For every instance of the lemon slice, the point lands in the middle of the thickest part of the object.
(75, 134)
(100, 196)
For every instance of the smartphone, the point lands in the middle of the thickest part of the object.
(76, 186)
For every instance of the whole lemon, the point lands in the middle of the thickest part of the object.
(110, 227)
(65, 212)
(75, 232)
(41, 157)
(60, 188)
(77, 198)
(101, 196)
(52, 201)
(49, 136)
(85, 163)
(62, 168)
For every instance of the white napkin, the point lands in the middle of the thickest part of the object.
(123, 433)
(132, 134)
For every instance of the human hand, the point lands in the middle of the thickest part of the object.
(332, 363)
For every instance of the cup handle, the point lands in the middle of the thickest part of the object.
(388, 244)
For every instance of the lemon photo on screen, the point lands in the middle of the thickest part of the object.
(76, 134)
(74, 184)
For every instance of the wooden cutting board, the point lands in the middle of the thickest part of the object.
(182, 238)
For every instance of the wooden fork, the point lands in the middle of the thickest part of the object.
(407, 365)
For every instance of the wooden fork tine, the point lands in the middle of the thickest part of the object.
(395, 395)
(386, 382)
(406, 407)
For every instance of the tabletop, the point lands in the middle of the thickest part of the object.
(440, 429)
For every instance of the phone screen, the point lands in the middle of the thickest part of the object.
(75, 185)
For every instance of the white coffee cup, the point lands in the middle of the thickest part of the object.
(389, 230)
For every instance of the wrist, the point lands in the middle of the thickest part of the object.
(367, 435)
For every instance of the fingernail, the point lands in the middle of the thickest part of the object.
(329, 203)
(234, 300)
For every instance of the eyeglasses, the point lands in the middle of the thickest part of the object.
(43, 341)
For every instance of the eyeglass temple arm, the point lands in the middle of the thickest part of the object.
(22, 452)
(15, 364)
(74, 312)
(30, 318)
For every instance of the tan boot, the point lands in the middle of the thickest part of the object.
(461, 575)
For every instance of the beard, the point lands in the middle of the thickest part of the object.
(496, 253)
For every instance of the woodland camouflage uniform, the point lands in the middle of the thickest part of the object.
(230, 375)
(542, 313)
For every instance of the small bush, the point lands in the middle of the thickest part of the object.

============================================================

Give the material above again, word for word.

For every instance of the lemon slice, the point lands in the middle of the thickest part of the object.
(75, 134)
(100, 196)
For every instance of the smartphone, the point lands in the middle of the thickest part of the object.
(76, 186)
For every instance of the whole lemon, the point lands in the middle of the thickest part of the object.
(110, 227)
(65, 212)
(75, 232)
(41, 157)
(60, 188)
(77, 198)
(101, 196)
(52, 201)
(49, 136)
(85, 163)
(62, 168)
For every instance of the white napkin, the point lands in the middle of the thickest part of the object.
(123, 433)
(132, 134)
For every instance of the human hand, the point lands in the middle of the thickest part of the object.
(332, 363)
For every instance of the cup handle, the point lands in the middle of the thickest part of the object.
(388, 244)
For every instance of the lemon photo on screen, the point lands in the middle of the thickest part of the object.
(76, 134)
(74, 184)
For every instance of the wooden cutting board, the point lands in the middle of the thickest part of the object.
(182, 238)
For every instance of the wooden fork, the point lands in the middle of the thickest part of the object.
(407, 365)
For every instance of the wooden fork tine, the point lands in the middle of the thickest part of the object.
(395, 395)
(386, 382)
(406, 407)
For every instance of the tabletop, the point lands in the middle of the thickest part of the object.
(440, 429)
For every instance of the phone screen, the point lands in the middle of the thickest part of the object.
(75, 185)
For every instance of the white coffee cup, the point lands in the middle of the thickest part of the object.
(389, 230)
For every instance of the wrist, the point lands in the middle of the thickest part of the object.
(367, 435)
For every instance of the fingernail, the point lands in the middle of the thickest part of the object.
(329, 203)
(234, 300)
For every instance of the eyeglasses, the point lands in the middle of the thickest part of the object.
(43, 341)
For every instance of the eyeglass temple arm, the point lands in the middle of the thickest part of the object.
(22, 452)
(15, 364)
(74, 312)
(30, 318)
For every instance of the tan boot, the point lands in the middle of the thickest part of the object.
(461, 575)
For every instance of the beard, the point lands in the middle of the thickest part of the object.
(496, 253)
For every instance of the woodland camouflage uniform, the point lands in the middle of the thickest part of the object.
(230, 375)
(542, 313)
For every instance of the small bush, the point lands in the middle of the thickest part of the object.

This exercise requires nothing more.